(Stored entries)
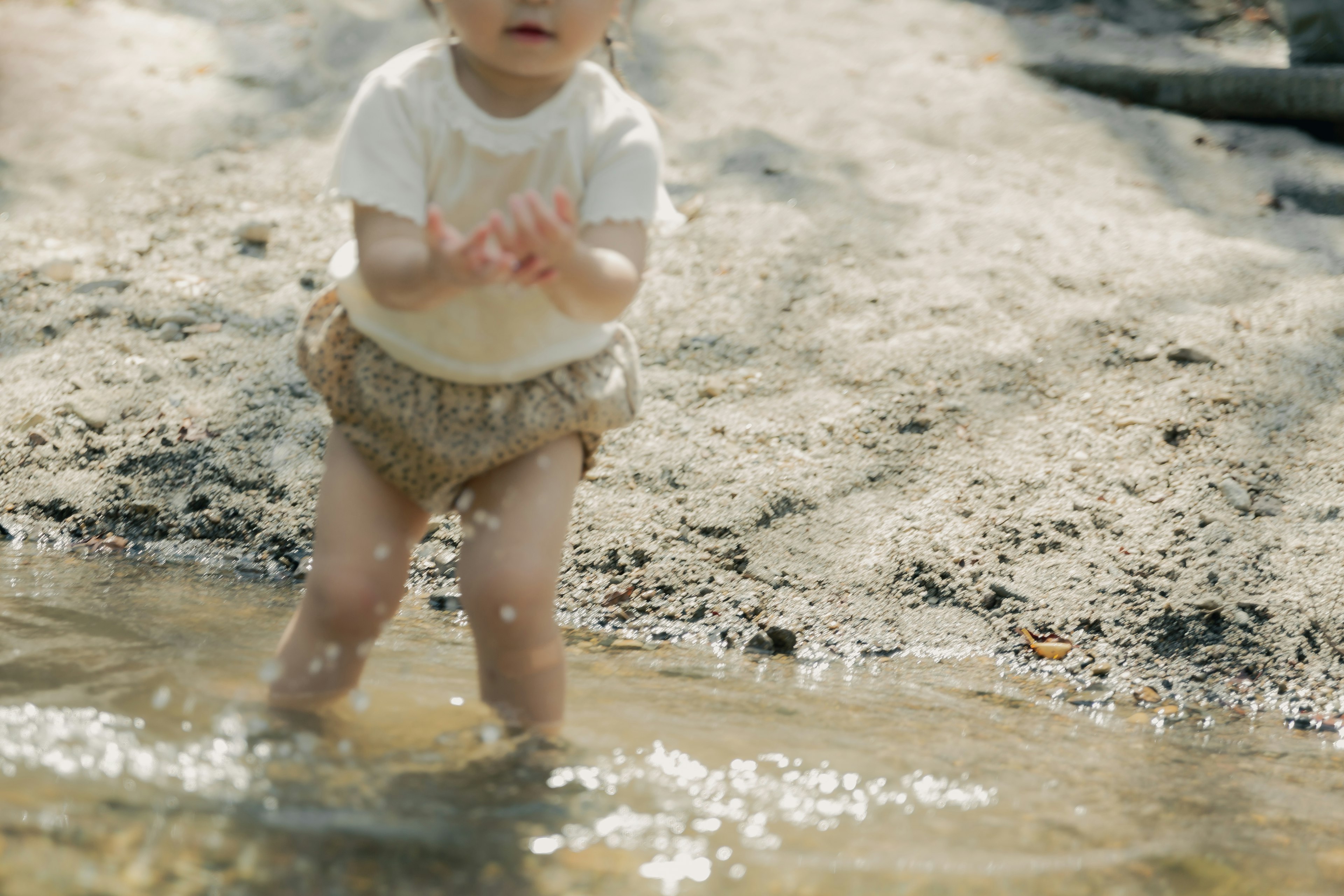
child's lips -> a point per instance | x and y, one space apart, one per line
529 33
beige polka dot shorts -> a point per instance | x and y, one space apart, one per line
428 436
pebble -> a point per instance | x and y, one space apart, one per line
1236 495
1190 355
1267 506
254 232
61 271
94 415
170 332
115 285
445 562
713 387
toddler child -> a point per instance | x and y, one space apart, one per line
503 187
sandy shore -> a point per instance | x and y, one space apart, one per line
945 352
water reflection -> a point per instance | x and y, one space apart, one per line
136 758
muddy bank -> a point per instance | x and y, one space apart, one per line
937 327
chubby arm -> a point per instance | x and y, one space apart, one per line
409 268
589 274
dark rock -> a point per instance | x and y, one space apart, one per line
1267 506
445 600
1007 593
760 643
1091 698
1189 355
116 285
783 640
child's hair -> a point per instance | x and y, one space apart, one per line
608 41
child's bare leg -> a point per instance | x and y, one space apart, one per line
519 515
362 543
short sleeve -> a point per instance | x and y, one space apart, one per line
627 176
381 156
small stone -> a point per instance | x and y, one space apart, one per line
1267 506
760 643
1331 864
445 562
91 413
1236 495
61 271
1190 355
1091 698
254 232
170 332
115 285
783 640
445 600
713 387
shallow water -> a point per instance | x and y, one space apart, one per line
138 760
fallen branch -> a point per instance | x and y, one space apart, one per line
1308 94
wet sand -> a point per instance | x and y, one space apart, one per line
934 327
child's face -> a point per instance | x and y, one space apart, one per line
531 37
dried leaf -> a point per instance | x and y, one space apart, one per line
1050 647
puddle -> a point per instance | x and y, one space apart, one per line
135 758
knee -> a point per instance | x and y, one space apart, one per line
351 605
517 582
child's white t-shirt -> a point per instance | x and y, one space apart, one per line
414 138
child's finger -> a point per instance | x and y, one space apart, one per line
504 234
527 273
440 233
547 225
523 224
565 206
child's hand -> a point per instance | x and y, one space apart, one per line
542 240
471 261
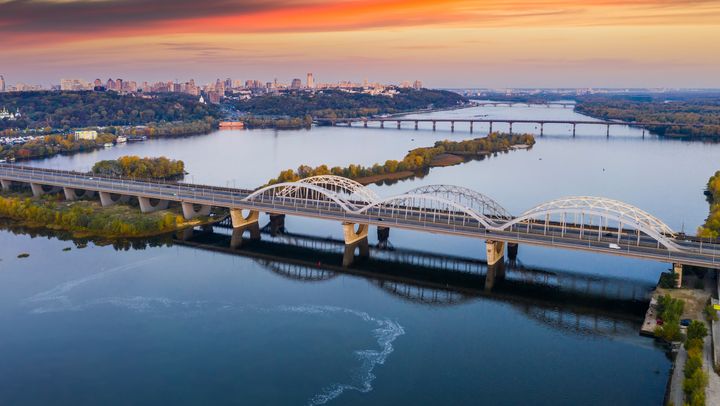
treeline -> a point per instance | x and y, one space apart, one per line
686 109
141 168
66 110
711 228
280 123
84 217
49 145
416 160
336 103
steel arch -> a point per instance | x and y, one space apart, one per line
342 185
426 204
603 207
476 201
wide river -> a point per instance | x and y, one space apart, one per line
181 325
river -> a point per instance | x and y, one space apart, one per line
174 324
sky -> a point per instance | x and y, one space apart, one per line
455 43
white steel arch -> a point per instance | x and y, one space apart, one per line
341 185
476 201
299 191
623 213
425 206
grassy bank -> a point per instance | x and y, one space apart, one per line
418 161
85 218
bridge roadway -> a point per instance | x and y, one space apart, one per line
509 121
587 238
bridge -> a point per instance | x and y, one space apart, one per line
399 121
584 223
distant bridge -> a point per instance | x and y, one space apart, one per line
399 121
591 224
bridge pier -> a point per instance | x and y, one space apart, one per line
189 211
495 251
677 271
6 184
107 200
39 190
72 194
512 250
355 238
146 205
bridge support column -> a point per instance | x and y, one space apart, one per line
355 239
512 250
39 190
107 200
72 194
146 205
495 251
6 184
677 271
383 237
277 224
189 211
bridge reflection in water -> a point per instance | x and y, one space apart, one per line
573 302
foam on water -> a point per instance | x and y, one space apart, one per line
385 331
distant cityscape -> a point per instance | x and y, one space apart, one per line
212 92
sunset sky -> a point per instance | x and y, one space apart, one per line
497 43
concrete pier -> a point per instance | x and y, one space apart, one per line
190 211
495 251
677 270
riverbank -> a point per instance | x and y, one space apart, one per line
87 218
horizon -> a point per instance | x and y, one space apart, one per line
451 44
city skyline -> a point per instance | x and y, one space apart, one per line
551 43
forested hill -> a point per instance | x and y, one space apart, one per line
85 109
335 103
673 108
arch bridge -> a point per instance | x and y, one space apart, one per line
585 223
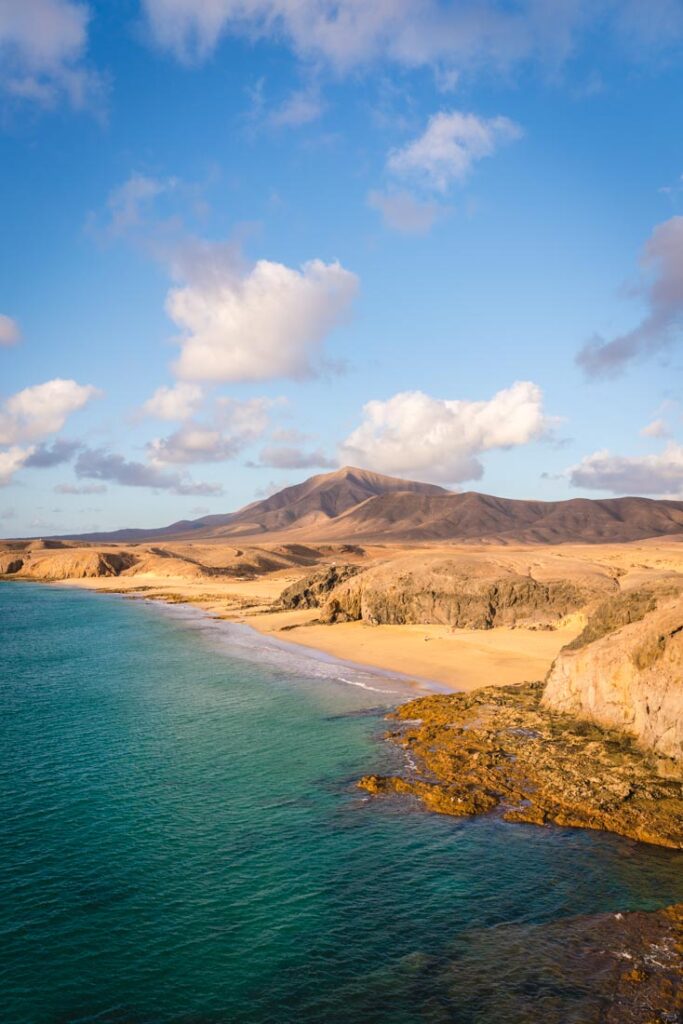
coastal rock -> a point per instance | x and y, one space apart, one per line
500 748
313 590
76 563
9 563
626 672
459 592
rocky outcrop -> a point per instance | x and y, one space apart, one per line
626 672
313 590
75 563
499 748
452 592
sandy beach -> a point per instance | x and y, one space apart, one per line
461 659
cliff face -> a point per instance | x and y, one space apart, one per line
630 678
480 595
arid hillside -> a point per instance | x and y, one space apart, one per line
356 506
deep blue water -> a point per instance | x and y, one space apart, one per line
181 841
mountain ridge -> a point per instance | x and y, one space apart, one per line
355 504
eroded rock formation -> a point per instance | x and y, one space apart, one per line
313 590
500 748
626 671
462 593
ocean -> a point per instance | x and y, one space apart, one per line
181 842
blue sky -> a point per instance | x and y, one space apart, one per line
244 243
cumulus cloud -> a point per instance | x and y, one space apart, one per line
47 456
42 410
175 402
663 260
126 203
265 324
33 414
452 142
290 457
403 212
98 464
233 425
42 50
413 33
9 331
650 474
441 439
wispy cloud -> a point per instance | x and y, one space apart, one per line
9 332
99 464
650 474
441 439
42 52
662 260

◆ Directions for this task:
A verbatim copy of every entry above, with no pictures, is the expected output.

◆ Response to the task:
child's lips -> a point per instance | x and y, one space apart, one per line
529 33
beige polka dot shorts -> a point per instance | x and y, one space apart, one per line
428 436
pebble -> a point per instance | x and y, one space apart, one per line
1236 495
1190 355
1267 506
254 232
61 271
94 415
170 332
115 285
445 562
713 387
toddler child -> a point per instance | x and y, one space apart, one per line
503 187
sandy shore -> a point per instance | x and y, one space apart, one per line
945 352
water reflection -> a point per instance | x and y, one space apart, one per line
136 758
muddy bank -> a point per instance | x and y, one space apart, one per line
937 327
chubby arm -> a point per instance | x and y, one space apart, one per line
409 268
589 274
dark rock -> a point per instance | x and y, one space apart, one per line
1267 506
445 600
1007 593
760 643
1091 698
1189 355
116 285
783 640
child's hair -> a point per instance | x and y, one space apart, one per line
608 41
child's bare leg -> a point per instance | x and y, one space apart, one per line
519 515
362 543
short sleeve -> a point per instance | x and y, one space apart, one per line
627 176
381 156
small stone -> a point per instance | x and y, one space apart, one per line
1267 506
760 643
1331 864
445 562
91 413
1236 495
61 271
1190 355
1091 698
254 232
170 332
115 285
783 640
445 600
713 387
shallow water -> a point per instance | x and y, one space apart, one per line
138 760
fallen branch -> a point per instance | x and y, one space apart, one per line
1308 94
wet sand -> a point per instance | x and y, one space apart, one per line
934 327
child's face -> a point per instance | x and y, one space apart, one per line
531 37
dried leaf -> a point per instance | x and y, one space apart, one per line
1050 647
puddle -> a point per instance | x and y, one space apart, one per line
135 758
knee -> a point per instance | x and y, one space apart, one per line
351 605
517 582
child's white t-shirt -> a point per instance | x and y, one space apart, one per line
414 138
child's finger -> a point per instance | x and y, one space apart, one per line
504 234
527 273
440 233
547 225
523 224
565 206
child's hand -> a point per instance | x and y, one space apart, one per line
542 240
471 261
treeline -> a point per instance | x and y, one space apart, one per line
686 109
141 168
66 110
711 228
280 123
84 217
49 145
416 160
336 103
steel arch -> a point per instance | x and y, one space apart, one per line
342 185
426 204
603 207
476 201
wide river -> a point per instance | x and y, one space apart, one per line
181 325
river -> a point per instance | x and y, one space apart, one per line
174 324
sky -> a point per instance | x and y, one space apart, one per line
455 43
white steel arch -> a point per instance | x and y, one space apart, one per line
341 185
476 201
299 191
623 213
425 206
grassy bank -> a point per instance | x and y, one space apart, one per line
418 161
85 218
bridge roadway -> a point per instance | x and y, one space apart, one per line
509 121
587 238
bridge -> a point per instance | x and y, one space apart, one per line
399 121
584 223
distant bridge -> a point per instance | x and y, one space apart, one per line
399 121
591 224
bridge pier -> a point per instance | x and y, one space apart, one per line
189 211
495 251
677 271
6 184
107 200
39 190
72 194
512 250
355 238
146 205
bridge support column -> a point per instance | x and y, one space apart, one per line
355 239
512 250
39 190
107 200
72 194
146 205
495 251
6 184
677 271
383 237
277 224
189 211
bridge reflection in water -> a point per instance | x and y, one space apart, one per line
573 302
foam on water -> a point per instance | x and y, one space apart, one per line
385 331
distant cityscape -> a point per instance | x and y, one space apart, one per line
212 92
sunset sky -> a point per instance | x and y, one space apart, one per line
497 43
concrete pier -> a point per instance | x and y, one space apart, one per line
190 211
495 251
677 270
riverbank -> a point per instance | x and y, one space apart, one per line
87 218
horizon -> a point per instance | x and y, one space apart, one per line
451 44
city skyline -> a point per instance | x and y, one space apart, one per line
551 43
forested hill -> a point per instance | x and y, one space apart, one per line
85 109
335 103
673 108
arch bridge -> a point per instance | x and y, one space apart, one per line
585 223
coastal rock -> a point per instance | x and y, one space apart, one per line
500 748
313 590
76 563
9 563
626 672
459 592
rocky outcrop -> a point per instance | x and y, one space apart, one per line
626 672
313 590
75 563
499 748
452 592
sandy beach -> a point per instance | x and y, one space apart, one per line
461 659
cliff face -> a point per instance | x and y, one space apart, one per line
630 678
480 595
arid hillside -> a point per instance | x and y, one space apart, one per line
356 506
deep blue water -> a point per instance | x and y, one space apart, one per line
181 841
mountain ridge -> a point per instance | x and y, one space apart, one per line
355 504
eroded rock formation -> a point per instance | x and y, one space apart, one per line
313 590
500 748
626 671
462 593
ocean -> a point per instance | x and y, one space apart, one per line
181 842
blue sky -> a point per instance | x and y, one space apart, one per line
244 243
cumulus cloud -> a point per instance | x and y, one space apart, one per line
47 456
42 410
175 402
663 260
126 203
265 324
33 414
452 142
290 457
403 212
98 464
233 425
42 50
413 33
9 331
650 474
441 439
wispy cloud -> a point per instance | x and y, one space apart, one per line
9 332
99 464
650 474
441 439
42 52
662 260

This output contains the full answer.